Document section —

■ ■ ■ ■

Nationalities from over 160 countries are eligible for visa free entry into Indonesia. This means your passport will be stamped on arrival at the airport, allowing you to stay in the country for 30 days. For stays longer than 30 days, you will need to obtain a visa which will require further arrangements. Please note your passport must be valid for six months after your date of arrival in Indonesia.
There is no public transport to get you from the airport to your accommodation, so the only option is to use a private driver or a taxi. Ministry of Villas can arrange a chauffeur to greet you upon arrival and escort you to your villa. To avoid queuing at the immigration counter, we can also arrange a VIP airport service for guests. This service includes lounge access, allowing you to relax while waiting for your luggage.
If you haven’t arranged your airport transfers before landing in Bali, you can also get a taxi directly at the airport. The official taxi stand is located in the international arrivals hall, next to the information desk. The stand offers fixed price and metered fares which change rapidly, making it very challenging to find reliable, up to date pricing before landing in Bali. Besides the official taxi stand, the arrivals hall is filled with freelance drivers offering rides at varying rates. We strongly recommend arranging your airport transfers prior to arrival, especially if you’re staying in a more remote area like Tabanan.
There are a few options for getting around Tabanan, so we’ve ranked them according to our recommendations for first-time travellers.
Hiring a private car and driver is the perfect way to explore Tabanan. The area is vast, distances tend to be big and the winding hilly roads can get confusing, so having a driver with local knowledge will be invaluable. Ministry of Villas can arrange a private car and chauffeur for you. This little luxury is remarkably affordable and we can also help you arrange an itinerary, instructing your driver in advance.
If you’re an experienced driver, hiring a scooter can be a great way to get around Tabanan. Once you get outside the city, traffic tends to be minimal, though the roads can be narrow, hilly and dark after nightfall. Scooter rentals usually start at around IDR 50,000 (USD $4) per day. If you do decide to drive, you must carry an international driver’s licence and wear a helmet. Driving without either will result in a fine if you get pulled over by the police.
Much of Tabanan is rural and the local village roads can make for a scenic walk. That being said, the distances tend to be big, say if you want to reach the nearest convenience store from your villa. If you want to explore beyond your immediate surroundings, you will need some wheels.
As the area lies beyond the tourist track, there are no official metered taxis in Tabanan. There are, however, plenty of local drivers offering their services throughout the area. Always make sure you agree on the price before accepting a ride.
The Balinese are among the friendliest and most welcoming people on the planet. This is all the more reason to return the favour and be respectful towards the local culture. Like anywhere else in the world, common sense and basic human decency goes a long way. For more detailed information about local culture, language and safety in Bali, check out our comprehensive Bali guide.

■ ■ ■ ■

Continue the Tabanan travel guide from where it stops.

■ ■ ■ ■

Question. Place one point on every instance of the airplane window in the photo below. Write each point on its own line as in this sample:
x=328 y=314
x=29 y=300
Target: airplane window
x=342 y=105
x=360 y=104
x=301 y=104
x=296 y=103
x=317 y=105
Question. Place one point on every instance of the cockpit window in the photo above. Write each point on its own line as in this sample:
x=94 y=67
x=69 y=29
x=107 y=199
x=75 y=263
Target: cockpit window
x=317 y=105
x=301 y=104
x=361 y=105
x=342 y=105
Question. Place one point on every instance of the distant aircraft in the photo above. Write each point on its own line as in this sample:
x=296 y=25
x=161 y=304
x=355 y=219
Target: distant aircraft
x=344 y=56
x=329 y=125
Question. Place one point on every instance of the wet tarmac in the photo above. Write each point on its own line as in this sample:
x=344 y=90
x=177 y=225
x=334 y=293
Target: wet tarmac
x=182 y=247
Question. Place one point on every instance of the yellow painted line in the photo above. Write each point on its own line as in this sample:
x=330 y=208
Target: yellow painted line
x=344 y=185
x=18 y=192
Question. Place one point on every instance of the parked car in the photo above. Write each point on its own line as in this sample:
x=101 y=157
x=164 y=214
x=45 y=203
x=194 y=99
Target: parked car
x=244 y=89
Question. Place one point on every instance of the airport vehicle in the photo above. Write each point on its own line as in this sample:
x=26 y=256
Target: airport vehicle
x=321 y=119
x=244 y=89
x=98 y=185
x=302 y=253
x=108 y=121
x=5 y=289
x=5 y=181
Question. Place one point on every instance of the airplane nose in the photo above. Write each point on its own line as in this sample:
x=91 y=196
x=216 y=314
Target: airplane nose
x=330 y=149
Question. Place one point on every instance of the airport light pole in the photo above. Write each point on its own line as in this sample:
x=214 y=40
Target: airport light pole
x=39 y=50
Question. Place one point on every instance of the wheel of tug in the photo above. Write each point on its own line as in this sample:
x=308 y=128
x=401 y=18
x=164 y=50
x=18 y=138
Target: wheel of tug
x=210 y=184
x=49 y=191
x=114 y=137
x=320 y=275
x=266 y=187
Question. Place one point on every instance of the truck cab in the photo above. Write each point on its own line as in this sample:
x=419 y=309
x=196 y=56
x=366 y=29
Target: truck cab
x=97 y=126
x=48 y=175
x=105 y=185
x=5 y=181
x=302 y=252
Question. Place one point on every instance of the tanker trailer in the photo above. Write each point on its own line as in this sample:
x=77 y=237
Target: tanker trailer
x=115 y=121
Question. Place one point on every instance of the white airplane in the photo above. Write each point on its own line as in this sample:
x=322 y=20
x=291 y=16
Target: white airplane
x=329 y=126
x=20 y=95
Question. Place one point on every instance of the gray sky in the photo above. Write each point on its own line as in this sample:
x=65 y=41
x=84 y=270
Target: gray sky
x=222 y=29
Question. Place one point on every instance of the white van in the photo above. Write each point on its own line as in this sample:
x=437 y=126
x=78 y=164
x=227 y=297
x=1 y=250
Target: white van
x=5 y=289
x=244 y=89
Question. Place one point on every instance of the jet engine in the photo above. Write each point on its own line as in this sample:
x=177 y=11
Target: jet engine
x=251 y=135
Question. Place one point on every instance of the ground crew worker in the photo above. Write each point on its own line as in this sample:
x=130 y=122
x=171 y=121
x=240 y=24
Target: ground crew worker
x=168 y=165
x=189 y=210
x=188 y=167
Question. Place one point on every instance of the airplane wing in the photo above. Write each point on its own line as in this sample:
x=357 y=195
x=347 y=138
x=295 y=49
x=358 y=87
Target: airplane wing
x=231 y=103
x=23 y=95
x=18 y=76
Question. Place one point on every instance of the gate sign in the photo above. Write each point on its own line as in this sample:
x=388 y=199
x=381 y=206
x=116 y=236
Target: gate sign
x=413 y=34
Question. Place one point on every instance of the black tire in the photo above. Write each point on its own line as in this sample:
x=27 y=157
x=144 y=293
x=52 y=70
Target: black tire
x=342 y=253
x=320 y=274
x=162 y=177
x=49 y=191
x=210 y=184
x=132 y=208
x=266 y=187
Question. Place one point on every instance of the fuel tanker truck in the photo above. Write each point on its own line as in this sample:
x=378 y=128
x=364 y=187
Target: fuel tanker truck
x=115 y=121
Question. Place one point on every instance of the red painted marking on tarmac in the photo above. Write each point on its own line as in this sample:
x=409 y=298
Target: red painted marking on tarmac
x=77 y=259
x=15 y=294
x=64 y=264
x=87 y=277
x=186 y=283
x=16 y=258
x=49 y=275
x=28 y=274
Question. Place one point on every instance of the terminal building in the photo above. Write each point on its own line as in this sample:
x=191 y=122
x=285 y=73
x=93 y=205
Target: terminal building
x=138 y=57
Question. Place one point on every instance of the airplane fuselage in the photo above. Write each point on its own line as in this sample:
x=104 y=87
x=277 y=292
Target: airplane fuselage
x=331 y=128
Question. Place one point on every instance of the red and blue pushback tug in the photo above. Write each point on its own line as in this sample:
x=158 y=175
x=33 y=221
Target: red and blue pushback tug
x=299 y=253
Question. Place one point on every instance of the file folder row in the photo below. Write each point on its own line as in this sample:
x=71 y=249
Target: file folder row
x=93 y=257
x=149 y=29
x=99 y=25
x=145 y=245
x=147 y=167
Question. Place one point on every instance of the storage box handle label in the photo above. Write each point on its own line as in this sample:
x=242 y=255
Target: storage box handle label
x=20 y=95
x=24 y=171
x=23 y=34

■ ■ ■ ■

Task answer —
SHOPPING & BARGAINING
Bargaining can be an enjoyable part of shopping in Bali… or it can be frustrating! To ensure a smooth exchange first decide what the item is worth to you, then ask the seller for their price – your first offer can be from one-third to two-thirds of that price. They are likely to respond with a counteroffer, which you can either accept or negotiate further. If you don’t like the price and you walk away there is a good chance the vendor will call out to you with a better (usually final) price. Keep in mind, if an agreement is reached, you’re committed – you should buy if your offer is accepted.
In late 2018, Bali’s governor banned single use plastic on the island, meaning shops, boutiques and supermarkets no longer give out plastic bags. When out and about, it’s best to carry a reusable bag with you.
Most restaurants and villas include a service component already so tipping is not expected, but if service is good, an additional cash tip is appreciated.
Indonesia’s country code is +62. Data speeds of 3G and faster is the norm across Bali. Local prepaid SIM cards are sold everywhere; any modern mobile phone will work. As of 2018, all prepaid SIM cards need to be registered which you can usually do with a copy of your passport directly at the shop where you purchase your SIM card. Prepaid SIM cards come loaded with pulsa (credit) or mobile data which you can later easily top up at other outlets. Most if not all minimarts and local phone shops can top off your SIM card when needed. Most villas provide broadband Internet and free Wi-Fi is common in cafes, restaurants, hotels and shopping malls.
Health & Safety
It’s important to note that compared to many places in the world, Bali is fairly safe. There have been some high-profile cases of visitors being injured or killed on Bali, but in many cases these tragedies have been inflamed by media sensationalism.
Many of Bali’s beaches are subject to heavy surf and strong currents – always swim between the yellow flags. Be careful when swimming over coral and never walk on it. It can be very sharp and coral cuts are easily infected. In addition, you are damaging a fragile environment. Lastly, water pollution is a problem in busy neighbourhoods. Avoid swimming near open streams flowing into the sea as they are often contaminated by run-off from built-up areas.
Violent crime is uncommon in Bali, however bag-snatching from motorbikes and petty theft does occur. Take extra care with your phone if riding pillion on a motorbike as phones regularly get snatched from unsuspecting tourists using a navigation app. Otherwise, take the same precautions you would in any urban area and secure your money before leaving an ATM (and don’t forget your card!), don’t leave valuables on a beach while swimming, and use in-villa safes to store your valuables.
Tap water in Bali is not safe to drink. Bottled water is widely available and cheap, however Ministry of Villas encourages visitors to keep a reusable water bottle to reduce plastic consumption.
Travel insurance is absolutely essential for every traveller. A typical travel insurance policy will have coverage for a traveller’s main concerns, including trip cancellations, medical emergencies, travel delays, and lost luggage. Most policies are built to be comprehensive to protect travellers from a variety of events that may cause financial loss before or during their trip. Some policies specifically exclude ‘dangerous activities’ which can include scuba diving, renting a local motorcycle and even trekking.
Worldwide travel insurance is available at World Nomads and you can buy, extend and claim online anytime – even if you’re already on the road.
Tabanan is home to some of the most famous landmarks in Bali, including the stunning Jatiluwih rice terraces and the enchanting sea temple of Tanah Lot. The area also offers authentic Balinese charm which you won’t find in more touristic areas. Check out our latest Tabanan blog posts written by experienced Ministry of Villas travel writers.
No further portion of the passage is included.